▸ Auszug:

——

# Stemming-Algorithmus gesucht (z.B. Porter)



## SpammerSlammer (2. Jun 2008)

Weiß jemand, woher ich die deutsche Version des Porter-Stemming-Algorithmus als Implementation für Java bekommen kann? Der Algorithmus führt Wörter durch Suffixreduktion auf ihren Wortstamm zurück. Wenn jemand Kenntnis hat, woher ich einen anderen Stemmer für deutsche Sprache kriegen kann, bitte auch melden. Wäre super, wenn jemand eine Idee hätte. Für PHP oder manch eine andere Sprache habe ich schon Implementationen per Google gefunden, nur eben nicht für Java...


----------



## clemson (2. Jun 2008)

Ich weiss zwar nicht ob dir der Link weiterhilft, allerdings habe ich in der englischsprachigen Wikipedia einen Link gefunden, mit der Beschreibung "_free stemming algorithms for many languages, includes source code, including stemmers for five romance languages_"

http://snowball.tartarus.org/


----------



## fmjaeschke (2. Jun 2008)

> Weiß jemand, woher ich die deutsche Version des Porter-Stemming-Algorithmus als Implementation für Java bekommen kann?



Soweit ich mich erinnern kann, enthielt Lucene immer eine deutsche Porter Stemming Implemetierung.

Mit freundlichen Grüßen
fmjaeschke


----------

——

▸ Aufgabe: Benenne im Forumsthread zum Stemming-Algorithmus im Abschnitt beginnend bei „http://snowball.tartarus.org/“ und endend bei „Porter Stemming Implemetierung.“ das Wort „Lucene“ in „Apache Lucene“ um und gib diesen Abschnitt vollständig wieder.

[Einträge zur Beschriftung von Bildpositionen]
——

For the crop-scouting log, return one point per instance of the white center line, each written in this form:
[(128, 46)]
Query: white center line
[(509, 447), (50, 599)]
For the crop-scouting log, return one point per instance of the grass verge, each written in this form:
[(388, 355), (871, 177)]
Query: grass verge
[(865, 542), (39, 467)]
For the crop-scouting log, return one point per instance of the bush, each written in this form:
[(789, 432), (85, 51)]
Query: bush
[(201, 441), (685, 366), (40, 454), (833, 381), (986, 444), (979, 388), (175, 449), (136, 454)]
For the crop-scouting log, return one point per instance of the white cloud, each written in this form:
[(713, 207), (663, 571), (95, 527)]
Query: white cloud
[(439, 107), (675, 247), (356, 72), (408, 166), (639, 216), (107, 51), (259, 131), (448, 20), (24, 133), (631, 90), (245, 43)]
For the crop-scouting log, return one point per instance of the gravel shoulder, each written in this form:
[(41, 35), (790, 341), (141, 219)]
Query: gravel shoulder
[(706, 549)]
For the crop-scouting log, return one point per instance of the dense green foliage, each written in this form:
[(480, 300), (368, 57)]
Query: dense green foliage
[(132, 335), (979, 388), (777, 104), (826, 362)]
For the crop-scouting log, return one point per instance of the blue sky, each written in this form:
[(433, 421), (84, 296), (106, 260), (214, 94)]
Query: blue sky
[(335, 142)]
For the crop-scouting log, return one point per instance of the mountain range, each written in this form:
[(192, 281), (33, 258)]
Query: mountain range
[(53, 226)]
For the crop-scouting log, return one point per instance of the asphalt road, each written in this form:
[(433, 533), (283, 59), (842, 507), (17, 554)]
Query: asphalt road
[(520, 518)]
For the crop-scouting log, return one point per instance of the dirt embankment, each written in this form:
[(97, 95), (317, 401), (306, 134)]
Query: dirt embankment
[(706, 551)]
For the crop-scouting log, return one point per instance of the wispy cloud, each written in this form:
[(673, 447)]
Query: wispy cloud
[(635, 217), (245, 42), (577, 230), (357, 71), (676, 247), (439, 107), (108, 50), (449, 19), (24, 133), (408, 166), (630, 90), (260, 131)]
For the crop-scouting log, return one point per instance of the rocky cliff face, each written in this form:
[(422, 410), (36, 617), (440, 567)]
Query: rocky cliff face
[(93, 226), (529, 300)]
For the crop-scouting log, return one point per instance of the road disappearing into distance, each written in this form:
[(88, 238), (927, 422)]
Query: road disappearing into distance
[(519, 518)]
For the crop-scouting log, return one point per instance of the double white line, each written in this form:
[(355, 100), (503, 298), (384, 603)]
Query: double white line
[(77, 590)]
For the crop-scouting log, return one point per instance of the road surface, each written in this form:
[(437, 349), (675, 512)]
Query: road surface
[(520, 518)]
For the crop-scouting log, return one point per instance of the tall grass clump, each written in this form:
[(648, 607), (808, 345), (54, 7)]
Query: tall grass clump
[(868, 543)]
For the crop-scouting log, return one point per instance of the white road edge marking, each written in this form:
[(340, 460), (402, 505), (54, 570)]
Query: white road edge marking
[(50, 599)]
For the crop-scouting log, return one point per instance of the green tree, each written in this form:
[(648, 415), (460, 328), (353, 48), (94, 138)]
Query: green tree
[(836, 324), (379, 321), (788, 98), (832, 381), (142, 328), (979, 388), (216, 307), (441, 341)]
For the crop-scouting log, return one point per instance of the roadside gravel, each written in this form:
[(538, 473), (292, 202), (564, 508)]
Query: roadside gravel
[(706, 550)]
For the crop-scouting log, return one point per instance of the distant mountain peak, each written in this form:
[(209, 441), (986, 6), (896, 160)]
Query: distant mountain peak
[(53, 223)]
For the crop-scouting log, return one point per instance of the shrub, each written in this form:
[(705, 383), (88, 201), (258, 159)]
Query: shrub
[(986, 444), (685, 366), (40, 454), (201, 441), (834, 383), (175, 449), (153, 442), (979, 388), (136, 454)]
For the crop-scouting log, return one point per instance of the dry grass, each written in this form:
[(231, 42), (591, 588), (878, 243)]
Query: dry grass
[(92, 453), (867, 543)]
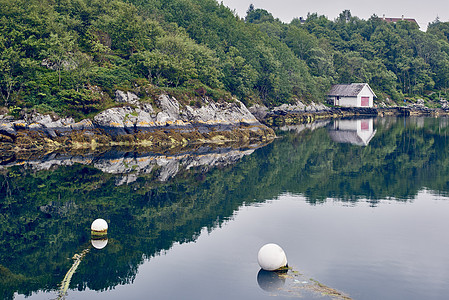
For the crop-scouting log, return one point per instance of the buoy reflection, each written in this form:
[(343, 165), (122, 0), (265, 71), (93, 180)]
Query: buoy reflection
[(99, 243), (270, 281)]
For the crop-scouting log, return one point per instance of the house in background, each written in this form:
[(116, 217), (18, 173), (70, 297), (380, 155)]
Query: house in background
[(352, 95), (395, 20), (357, 132)]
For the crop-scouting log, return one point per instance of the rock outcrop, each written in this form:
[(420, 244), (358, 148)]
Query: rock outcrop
[(163, 121), (128, 165)]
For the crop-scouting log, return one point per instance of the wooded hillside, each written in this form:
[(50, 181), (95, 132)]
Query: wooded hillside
[(69, 56)]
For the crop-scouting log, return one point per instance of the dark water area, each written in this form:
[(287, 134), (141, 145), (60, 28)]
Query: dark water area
[(360, 206)]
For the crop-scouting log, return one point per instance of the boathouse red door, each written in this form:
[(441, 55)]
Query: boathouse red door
[(365, 101)]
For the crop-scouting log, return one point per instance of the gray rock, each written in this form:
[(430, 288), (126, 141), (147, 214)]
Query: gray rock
[(126, 97), (259, 111)]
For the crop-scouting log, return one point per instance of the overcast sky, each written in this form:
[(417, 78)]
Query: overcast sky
[(422, 11)]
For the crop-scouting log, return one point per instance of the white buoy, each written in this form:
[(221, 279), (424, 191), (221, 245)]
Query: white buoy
[(99, 227), (271, 257), (99, 244)]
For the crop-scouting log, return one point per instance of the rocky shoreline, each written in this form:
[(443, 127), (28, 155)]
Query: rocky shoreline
[(158, 125), (165, 123)]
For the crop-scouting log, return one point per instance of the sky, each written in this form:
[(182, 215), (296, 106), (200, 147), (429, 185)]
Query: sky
[(422, 11)]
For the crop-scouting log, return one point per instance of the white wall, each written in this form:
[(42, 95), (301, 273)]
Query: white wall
[(365, 92), (348, 101)]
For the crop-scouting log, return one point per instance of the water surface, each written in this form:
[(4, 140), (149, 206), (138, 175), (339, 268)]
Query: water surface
[(360, 206)]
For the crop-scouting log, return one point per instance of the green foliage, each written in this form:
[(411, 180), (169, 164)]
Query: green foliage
[(172, 43)]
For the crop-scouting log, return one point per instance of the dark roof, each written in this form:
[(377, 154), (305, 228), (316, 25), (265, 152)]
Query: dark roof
[(394, 20), (347, 90)]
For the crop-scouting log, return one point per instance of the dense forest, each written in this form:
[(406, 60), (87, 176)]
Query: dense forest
[(46, 215), (69, 56)]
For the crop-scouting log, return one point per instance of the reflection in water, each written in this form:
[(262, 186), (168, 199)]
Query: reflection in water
[(354, 131), (99, 243), (295, 284), (68, 276), (270, 281), (155, 201), (130, 164)]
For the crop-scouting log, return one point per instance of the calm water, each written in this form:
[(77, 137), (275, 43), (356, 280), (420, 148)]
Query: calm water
[(360, 206)]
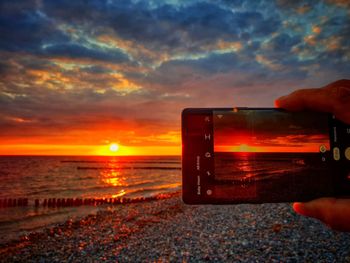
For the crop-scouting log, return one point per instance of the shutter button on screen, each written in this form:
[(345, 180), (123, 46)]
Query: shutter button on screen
[(347, 153)]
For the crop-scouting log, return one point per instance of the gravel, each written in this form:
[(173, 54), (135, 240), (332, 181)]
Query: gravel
[(168, 230)]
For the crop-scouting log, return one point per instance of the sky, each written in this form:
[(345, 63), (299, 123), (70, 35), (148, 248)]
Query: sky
[(76, 76), (264, 131)]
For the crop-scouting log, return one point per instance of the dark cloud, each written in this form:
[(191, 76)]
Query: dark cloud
[(78, 51), (58, 72), (27, 30)]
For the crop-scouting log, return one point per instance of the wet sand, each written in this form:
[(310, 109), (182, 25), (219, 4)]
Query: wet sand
[(168, 230)]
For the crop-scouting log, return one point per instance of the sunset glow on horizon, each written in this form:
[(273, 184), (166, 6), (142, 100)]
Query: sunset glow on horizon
[(76, 77)]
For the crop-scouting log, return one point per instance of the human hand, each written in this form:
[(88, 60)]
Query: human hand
[(333, 98)]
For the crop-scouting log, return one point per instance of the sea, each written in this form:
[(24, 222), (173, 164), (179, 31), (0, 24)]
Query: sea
[(48, 177)]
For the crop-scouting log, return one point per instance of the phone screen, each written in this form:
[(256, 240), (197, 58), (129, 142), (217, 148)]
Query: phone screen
[(270, 155)]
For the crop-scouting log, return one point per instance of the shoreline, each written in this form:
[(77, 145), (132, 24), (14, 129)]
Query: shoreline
[(168, 230)]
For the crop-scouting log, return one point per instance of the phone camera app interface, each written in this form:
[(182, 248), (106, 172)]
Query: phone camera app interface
[(270, 155)]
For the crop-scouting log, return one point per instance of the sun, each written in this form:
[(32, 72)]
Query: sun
[(244, 148), (113, 147)]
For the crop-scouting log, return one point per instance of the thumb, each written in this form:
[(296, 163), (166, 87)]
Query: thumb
[(331, 211)]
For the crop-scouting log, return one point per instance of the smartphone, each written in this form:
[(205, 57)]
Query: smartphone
[(262, 155)]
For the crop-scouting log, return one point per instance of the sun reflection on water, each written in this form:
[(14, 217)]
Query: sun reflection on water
[(113, 176)]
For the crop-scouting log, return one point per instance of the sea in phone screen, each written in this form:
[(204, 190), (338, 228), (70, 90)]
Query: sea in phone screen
[(270, 155)]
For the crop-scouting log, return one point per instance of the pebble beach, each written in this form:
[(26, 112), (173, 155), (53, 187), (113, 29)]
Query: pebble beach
[(167, 230)]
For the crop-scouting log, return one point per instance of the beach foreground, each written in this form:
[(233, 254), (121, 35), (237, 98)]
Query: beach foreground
[(168, 230)]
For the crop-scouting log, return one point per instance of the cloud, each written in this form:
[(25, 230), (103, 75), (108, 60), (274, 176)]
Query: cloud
[(97, 69)]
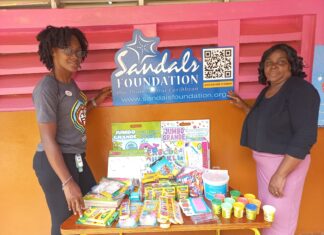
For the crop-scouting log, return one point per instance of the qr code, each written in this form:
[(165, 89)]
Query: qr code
[(218, 63)]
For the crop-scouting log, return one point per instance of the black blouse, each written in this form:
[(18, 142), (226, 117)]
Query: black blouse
[(286, 123)]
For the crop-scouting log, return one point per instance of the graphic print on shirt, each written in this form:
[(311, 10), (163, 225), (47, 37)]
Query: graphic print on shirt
[(79, 113)]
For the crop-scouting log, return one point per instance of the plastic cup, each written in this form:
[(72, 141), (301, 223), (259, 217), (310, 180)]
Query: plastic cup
[(216, 205), (244, 200), (268, 212), (251, 211), (229, 200), (235, 194), (220, 196), (238, 209), (226, 210), (256, 202), (249, 196)]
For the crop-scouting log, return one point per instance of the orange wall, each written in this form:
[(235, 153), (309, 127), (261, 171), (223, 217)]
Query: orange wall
[(23, 203)]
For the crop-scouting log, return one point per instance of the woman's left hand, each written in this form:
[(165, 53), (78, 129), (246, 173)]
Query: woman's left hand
[(277, 185), (103, 94)]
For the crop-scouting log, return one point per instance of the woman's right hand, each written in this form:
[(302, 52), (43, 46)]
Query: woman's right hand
[(73, 197), (238, 101)]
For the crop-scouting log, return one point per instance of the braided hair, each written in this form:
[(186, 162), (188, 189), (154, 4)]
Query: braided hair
[(295, 61), (58, 37)]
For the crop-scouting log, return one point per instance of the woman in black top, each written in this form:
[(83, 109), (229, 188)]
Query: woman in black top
[(61, 109), (281, 128)]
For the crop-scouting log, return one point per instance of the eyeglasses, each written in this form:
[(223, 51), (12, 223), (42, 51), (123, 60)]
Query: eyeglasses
[(269, 63), (70, 52)]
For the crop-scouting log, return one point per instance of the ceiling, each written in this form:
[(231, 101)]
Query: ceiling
[(16, 4)]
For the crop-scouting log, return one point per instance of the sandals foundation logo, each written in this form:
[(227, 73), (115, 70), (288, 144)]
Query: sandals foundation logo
[(146, 76)]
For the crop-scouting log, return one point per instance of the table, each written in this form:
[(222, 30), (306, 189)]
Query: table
[(69, 227)]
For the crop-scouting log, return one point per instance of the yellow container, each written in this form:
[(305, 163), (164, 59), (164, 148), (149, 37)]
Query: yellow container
[(256, 202)]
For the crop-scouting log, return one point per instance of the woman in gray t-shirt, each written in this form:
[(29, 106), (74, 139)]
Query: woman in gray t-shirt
[(61, 109)]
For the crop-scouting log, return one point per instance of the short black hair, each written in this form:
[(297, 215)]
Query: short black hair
[(58, 37), (295, 61)]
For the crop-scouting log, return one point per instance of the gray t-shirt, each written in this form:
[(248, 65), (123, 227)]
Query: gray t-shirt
[(65, 105)]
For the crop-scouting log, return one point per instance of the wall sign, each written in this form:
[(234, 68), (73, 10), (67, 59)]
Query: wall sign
[(146, 76)]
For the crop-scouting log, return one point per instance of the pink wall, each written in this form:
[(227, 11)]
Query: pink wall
[(250, 26)]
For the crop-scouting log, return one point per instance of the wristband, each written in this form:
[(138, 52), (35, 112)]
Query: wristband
[(93, 102), (66, 181)]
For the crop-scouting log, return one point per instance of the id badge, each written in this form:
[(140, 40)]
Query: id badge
[(79, 162)]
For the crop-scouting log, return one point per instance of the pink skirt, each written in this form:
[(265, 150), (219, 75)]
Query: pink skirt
[(287, 207)]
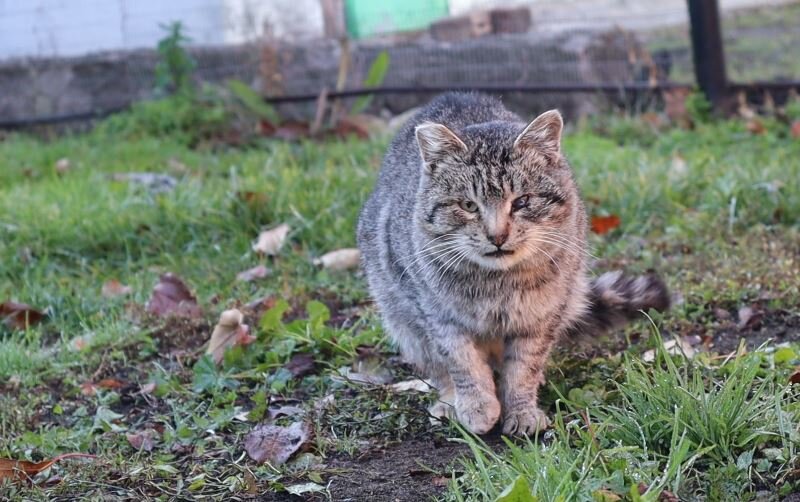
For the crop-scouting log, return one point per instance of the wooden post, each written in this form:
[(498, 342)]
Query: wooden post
[(707, 51)]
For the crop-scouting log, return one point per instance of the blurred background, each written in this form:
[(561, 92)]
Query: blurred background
[(69, 60)]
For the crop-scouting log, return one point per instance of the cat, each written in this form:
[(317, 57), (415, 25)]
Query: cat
[(474, 247)]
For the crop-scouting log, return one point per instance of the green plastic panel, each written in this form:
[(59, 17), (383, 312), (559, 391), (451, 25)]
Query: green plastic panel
[(366, 18)]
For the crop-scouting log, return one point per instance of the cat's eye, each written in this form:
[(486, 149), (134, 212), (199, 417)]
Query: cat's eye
[(468, 206), (520, 202)]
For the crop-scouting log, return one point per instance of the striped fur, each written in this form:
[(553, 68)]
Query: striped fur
[(474, 246)]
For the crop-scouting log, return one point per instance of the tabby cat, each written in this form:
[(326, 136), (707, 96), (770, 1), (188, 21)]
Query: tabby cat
[(474, 246)]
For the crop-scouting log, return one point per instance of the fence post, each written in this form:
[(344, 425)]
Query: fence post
[(707, 51)]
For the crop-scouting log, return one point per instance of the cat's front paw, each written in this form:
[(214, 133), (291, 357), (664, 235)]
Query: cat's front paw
[(527, 421), (478, 413)]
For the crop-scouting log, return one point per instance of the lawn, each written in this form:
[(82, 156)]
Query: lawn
[(715, 210)]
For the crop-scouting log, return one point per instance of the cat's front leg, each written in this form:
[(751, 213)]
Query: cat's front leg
[(476, 404), (524, 362)]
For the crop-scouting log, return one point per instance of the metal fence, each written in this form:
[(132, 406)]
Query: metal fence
[(62, 61)]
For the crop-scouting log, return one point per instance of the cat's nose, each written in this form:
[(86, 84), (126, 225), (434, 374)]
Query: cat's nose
[(498, 239)]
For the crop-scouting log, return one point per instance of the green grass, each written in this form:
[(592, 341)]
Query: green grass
[(715, 210), (758, 44)]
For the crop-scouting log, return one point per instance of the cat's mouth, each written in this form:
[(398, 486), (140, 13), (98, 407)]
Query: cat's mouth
[(498, 253)]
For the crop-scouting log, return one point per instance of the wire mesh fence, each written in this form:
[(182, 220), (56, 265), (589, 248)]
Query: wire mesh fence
[(86, 57)]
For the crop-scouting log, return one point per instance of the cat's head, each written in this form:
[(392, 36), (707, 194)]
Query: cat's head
[(496, 193)]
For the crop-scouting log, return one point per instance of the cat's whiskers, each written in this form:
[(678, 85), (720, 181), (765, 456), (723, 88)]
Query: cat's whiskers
[(581, 246), (433, 255), (536, 248), (443, 267)]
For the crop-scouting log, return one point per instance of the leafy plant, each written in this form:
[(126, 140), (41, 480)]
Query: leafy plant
[(375, 76), (175, 66), (253, 102)]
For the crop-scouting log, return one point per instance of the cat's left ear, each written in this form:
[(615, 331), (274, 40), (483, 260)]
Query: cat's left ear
[(543, 134), (437, 143)]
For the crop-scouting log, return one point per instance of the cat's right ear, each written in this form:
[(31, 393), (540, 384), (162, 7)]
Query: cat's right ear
[(437, 143)]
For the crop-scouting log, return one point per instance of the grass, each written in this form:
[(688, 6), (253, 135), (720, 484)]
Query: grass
[(757, 42), (714, 210)]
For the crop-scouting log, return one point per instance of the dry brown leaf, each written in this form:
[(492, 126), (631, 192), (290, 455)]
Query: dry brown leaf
[(251, 274), (275, 444), (604, 224), (341, 259), (414, 385), (228, 332), (749, 318), (285, 411), (142, 441), (300, 365), (19, 315), (270, 241), (147, 388), (113, 288), (171, 297), (795, 376), (755, 126), (22, 470)]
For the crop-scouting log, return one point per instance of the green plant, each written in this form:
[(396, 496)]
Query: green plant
[(175, 66), (375, 76), (254, 103)]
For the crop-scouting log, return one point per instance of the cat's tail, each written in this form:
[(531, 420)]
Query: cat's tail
[(616, 298)]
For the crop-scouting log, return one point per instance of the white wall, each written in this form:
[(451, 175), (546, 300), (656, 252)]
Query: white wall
[(75, 27)]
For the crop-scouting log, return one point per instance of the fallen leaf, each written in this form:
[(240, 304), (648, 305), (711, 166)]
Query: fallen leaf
[(22, 470), (749, 318), (678, 166), (672, 347), (19, 315), (305, 488), (285, 411), (275, 444), (722, 314), (253, 198), (795, 376), (270, 241), (251, 274), (755, 126), (341, 259), (675, 107), (113, 288), (171, 297), (88, 389), (414, 385), (154, 182), (110, 383), (142, 441), (440, 481), (63, 165), (300, 365), (287, 130), (604, 224), (228, 332), (795, 131), (147, 388)]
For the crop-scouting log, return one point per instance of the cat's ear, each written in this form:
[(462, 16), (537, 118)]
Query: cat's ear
[(543, 134), (436, 143)]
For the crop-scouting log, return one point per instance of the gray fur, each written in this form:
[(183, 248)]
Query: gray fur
[(444, 199)]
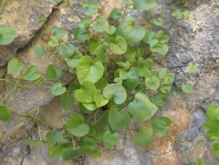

——

▸ Lösung:
http://snowball.tartarus.org/


----------



## fmjaeschke (2. Jun 2008)

> Weiß jemand, woher ich die deutsche Version des Porter-Stemming-Algorithmus als Implementation für Java bekommen kann?



Soweit ich mich erinnern kann, enthielt Apache Lucene immer eine deutsche Porter Stemming Implemetierung.